• _Point-per-instance localization data_:
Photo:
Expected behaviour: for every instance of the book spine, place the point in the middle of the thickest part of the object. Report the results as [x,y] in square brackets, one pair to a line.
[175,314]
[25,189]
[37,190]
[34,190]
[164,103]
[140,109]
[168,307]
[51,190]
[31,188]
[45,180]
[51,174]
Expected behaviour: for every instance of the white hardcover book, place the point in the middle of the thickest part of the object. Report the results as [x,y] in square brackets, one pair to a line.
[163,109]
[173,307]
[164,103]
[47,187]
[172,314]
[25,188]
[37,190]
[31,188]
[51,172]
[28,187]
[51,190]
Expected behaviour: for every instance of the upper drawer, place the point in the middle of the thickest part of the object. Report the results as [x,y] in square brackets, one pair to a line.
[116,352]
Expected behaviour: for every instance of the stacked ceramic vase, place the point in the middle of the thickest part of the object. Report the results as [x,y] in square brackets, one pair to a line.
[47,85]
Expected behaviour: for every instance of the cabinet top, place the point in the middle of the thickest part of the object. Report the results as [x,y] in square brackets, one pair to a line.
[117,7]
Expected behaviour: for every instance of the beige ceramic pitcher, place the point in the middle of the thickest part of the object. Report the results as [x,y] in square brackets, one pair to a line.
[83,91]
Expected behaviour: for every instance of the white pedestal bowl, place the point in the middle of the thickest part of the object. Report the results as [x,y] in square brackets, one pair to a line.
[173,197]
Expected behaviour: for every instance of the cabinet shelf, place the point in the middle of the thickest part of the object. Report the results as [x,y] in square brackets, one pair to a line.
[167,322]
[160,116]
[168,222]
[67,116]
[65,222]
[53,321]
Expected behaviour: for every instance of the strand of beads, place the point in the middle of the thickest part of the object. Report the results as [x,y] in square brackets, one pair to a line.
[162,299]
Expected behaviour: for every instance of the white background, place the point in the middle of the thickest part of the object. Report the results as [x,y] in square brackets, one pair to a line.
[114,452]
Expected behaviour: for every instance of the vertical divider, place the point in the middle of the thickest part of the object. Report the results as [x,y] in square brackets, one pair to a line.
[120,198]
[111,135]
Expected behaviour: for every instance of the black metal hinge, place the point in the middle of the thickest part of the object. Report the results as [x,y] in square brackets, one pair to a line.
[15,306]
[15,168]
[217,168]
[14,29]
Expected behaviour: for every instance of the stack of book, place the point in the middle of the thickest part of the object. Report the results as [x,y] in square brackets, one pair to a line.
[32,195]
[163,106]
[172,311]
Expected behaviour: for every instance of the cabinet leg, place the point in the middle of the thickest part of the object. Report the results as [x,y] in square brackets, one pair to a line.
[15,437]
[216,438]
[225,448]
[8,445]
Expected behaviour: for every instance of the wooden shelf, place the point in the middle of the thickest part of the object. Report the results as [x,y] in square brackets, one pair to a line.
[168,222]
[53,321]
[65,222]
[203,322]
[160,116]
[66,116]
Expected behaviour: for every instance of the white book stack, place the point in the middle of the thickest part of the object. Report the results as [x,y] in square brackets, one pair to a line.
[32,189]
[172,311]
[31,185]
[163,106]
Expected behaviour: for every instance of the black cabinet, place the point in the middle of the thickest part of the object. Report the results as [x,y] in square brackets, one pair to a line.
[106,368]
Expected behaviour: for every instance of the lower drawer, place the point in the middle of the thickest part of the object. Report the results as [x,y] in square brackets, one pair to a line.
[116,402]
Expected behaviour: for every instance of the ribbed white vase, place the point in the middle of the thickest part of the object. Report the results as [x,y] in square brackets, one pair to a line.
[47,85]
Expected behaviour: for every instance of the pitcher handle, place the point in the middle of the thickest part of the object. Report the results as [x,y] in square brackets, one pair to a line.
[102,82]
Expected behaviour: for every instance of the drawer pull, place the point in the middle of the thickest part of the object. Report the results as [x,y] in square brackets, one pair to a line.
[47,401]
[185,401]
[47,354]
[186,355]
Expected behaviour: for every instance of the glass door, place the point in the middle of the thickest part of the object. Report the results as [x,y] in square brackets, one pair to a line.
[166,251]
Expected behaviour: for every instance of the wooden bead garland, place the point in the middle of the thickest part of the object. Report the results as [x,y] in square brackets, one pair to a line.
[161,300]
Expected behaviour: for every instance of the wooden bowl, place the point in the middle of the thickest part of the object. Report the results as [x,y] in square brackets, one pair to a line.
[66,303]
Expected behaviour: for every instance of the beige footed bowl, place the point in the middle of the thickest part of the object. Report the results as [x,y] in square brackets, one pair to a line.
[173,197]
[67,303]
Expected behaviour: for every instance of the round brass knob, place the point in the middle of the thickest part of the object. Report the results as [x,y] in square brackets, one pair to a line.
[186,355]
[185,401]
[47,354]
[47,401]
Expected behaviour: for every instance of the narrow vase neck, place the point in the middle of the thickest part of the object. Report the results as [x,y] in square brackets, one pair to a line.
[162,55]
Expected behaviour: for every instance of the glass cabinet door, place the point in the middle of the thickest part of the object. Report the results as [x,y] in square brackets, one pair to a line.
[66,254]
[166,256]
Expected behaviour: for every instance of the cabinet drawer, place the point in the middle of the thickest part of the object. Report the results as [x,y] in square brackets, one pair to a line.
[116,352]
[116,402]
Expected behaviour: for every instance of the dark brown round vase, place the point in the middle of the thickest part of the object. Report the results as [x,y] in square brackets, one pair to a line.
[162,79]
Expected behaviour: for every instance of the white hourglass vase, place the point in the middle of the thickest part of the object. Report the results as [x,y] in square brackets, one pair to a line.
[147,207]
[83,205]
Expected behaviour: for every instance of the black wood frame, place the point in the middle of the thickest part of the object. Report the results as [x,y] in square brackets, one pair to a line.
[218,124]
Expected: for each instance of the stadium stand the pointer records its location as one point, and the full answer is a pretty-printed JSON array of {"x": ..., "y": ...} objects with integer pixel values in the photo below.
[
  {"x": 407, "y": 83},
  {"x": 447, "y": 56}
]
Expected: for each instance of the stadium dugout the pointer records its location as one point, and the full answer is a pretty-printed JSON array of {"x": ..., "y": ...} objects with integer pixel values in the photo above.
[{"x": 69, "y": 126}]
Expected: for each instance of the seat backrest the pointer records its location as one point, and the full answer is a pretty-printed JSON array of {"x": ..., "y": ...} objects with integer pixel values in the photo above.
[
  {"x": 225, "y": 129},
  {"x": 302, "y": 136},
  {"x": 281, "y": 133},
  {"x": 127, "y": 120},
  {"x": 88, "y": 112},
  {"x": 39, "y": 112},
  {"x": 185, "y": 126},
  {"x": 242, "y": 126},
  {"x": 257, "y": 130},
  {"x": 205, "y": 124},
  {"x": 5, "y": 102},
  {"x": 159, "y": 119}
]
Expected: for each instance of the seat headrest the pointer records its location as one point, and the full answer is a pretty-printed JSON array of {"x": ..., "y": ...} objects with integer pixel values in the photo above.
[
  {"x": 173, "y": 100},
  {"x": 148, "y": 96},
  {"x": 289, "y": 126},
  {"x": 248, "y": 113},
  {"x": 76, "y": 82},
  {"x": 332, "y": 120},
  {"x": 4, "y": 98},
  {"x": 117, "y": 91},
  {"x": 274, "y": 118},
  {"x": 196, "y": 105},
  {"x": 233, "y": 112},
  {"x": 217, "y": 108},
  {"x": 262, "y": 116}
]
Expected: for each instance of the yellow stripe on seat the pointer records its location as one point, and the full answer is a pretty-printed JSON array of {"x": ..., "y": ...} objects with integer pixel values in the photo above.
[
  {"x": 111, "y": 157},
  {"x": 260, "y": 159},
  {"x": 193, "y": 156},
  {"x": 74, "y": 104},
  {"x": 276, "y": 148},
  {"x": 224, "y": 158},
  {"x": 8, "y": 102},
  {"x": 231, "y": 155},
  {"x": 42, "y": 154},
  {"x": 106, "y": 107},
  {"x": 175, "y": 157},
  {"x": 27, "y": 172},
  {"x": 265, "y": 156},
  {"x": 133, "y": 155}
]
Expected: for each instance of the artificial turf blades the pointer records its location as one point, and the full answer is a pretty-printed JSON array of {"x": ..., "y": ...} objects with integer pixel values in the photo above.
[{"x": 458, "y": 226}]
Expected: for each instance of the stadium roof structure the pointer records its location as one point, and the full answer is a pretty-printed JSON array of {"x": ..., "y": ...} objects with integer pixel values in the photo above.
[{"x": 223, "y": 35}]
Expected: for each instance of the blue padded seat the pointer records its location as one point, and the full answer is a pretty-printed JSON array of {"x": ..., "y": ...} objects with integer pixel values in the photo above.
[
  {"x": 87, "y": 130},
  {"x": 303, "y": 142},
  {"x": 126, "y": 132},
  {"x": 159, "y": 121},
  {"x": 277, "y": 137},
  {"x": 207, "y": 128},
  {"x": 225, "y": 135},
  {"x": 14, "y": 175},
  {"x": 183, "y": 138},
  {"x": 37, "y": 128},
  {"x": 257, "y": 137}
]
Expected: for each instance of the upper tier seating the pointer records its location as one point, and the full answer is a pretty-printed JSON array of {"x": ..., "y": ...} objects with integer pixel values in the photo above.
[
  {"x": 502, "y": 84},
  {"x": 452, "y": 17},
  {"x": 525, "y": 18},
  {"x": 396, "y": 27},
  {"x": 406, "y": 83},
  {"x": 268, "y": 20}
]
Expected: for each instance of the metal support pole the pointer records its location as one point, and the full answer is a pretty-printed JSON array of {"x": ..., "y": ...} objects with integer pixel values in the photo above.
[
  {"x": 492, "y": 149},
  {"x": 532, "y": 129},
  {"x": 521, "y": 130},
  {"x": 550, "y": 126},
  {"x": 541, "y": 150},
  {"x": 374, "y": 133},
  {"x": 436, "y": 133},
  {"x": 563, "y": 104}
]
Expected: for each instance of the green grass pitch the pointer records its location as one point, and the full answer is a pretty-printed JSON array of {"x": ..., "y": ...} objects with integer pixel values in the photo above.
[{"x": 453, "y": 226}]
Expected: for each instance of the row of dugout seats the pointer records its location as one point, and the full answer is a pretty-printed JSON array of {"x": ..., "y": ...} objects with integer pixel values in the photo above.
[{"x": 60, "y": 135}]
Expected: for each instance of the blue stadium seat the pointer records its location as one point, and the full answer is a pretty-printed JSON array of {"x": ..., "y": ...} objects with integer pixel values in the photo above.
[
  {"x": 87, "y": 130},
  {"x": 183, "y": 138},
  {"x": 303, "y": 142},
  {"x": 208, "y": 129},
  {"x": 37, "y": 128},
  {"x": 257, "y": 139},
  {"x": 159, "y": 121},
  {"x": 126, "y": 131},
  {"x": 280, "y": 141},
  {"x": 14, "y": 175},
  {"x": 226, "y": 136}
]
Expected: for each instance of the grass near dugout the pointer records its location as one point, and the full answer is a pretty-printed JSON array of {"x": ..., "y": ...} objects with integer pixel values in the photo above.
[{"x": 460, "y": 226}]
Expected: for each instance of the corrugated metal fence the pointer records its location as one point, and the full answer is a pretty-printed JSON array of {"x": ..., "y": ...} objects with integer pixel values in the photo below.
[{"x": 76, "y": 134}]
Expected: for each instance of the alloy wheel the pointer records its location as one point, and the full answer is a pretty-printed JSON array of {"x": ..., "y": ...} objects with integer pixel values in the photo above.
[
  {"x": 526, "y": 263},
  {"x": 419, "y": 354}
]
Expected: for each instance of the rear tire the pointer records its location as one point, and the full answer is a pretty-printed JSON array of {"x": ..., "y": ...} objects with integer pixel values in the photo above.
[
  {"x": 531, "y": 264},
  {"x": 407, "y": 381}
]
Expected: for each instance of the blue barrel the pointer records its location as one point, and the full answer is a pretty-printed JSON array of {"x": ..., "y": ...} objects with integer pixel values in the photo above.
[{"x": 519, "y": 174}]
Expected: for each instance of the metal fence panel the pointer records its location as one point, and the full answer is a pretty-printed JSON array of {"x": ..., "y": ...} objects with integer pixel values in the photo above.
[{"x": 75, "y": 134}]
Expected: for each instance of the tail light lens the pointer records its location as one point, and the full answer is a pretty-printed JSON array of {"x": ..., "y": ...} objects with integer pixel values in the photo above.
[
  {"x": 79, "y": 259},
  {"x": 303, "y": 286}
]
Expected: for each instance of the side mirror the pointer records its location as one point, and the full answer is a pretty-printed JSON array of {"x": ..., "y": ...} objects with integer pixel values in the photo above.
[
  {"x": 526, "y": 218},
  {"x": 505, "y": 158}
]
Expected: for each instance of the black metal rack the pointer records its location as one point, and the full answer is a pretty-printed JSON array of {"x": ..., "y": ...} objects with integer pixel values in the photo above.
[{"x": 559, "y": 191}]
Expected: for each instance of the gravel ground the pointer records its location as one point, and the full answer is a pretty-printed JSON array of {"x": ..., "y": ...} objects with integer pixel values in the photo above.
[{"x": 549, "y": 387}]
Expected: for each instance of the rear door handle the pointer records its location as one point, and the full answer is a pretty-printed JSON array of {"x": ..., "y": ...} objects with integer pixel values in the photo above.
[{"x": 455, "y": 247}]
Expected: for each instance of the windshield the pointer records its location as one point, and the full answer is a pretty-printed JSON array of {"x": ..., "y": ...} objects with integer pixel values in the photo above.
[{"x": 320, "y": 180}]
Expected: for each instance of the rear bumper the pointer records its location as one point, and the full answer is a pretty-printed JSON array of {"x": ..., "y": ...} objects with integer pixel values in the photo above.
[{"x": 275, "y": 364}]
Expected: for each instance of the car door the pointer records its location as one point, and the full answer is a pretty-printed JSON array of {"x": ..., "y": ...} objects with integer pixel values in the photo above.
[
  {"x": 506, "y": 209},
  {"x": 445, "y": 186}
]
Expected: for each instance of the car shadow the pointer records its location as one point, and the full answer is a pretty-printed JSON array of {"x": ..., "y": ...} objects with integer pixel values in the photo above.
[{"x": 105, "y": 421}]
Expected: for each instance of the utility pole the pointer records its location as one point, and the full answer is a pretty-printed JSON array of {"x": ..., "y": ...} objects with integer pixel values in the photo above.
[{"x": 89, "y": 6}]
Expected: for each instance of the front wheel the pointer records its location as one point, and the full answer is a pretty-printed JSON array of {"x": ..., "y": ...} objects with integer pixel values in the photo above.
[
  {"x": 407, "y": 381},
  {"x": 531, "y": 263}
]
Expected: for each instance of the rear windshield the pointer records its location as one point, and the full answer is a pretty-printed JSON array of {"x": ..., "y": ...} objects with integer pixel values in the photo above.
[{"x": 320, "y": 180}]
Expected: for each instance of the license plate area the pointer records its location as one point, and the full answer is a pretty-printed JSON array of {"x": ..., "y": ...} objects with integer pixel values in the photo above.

• _Task requirements_: Each line from the one with "Expected: for each instance of the front" through the end of the entries above is to be returned word for word. Nothing else belongs in the answer.

• _Task solution_:
Expected: for each instance of the front wheel the pointer records its location as one point, and the full answer is a pretty-printed JSON array of {"x": ..., "y": ...} objects with integer pixel values in the photo above.
[
  {"x": 407, "y": 381},
  {"x": 531, "y": 263}
]
Expected: for each instance of the rear windshield the pointer records its location as one point, and the full answer is a pretty-printed JSON array of {"x": ..., "y": ...} objects with integer pixel values in the photo above.
[{"x": 320, "y": 180}]
Expected: for each instance of the license plate area the pointer records its location as one point, and the full answer is a pretty-printed JSON array of {"x": ..., "y": ...} objects with integer pixel values in the photo above.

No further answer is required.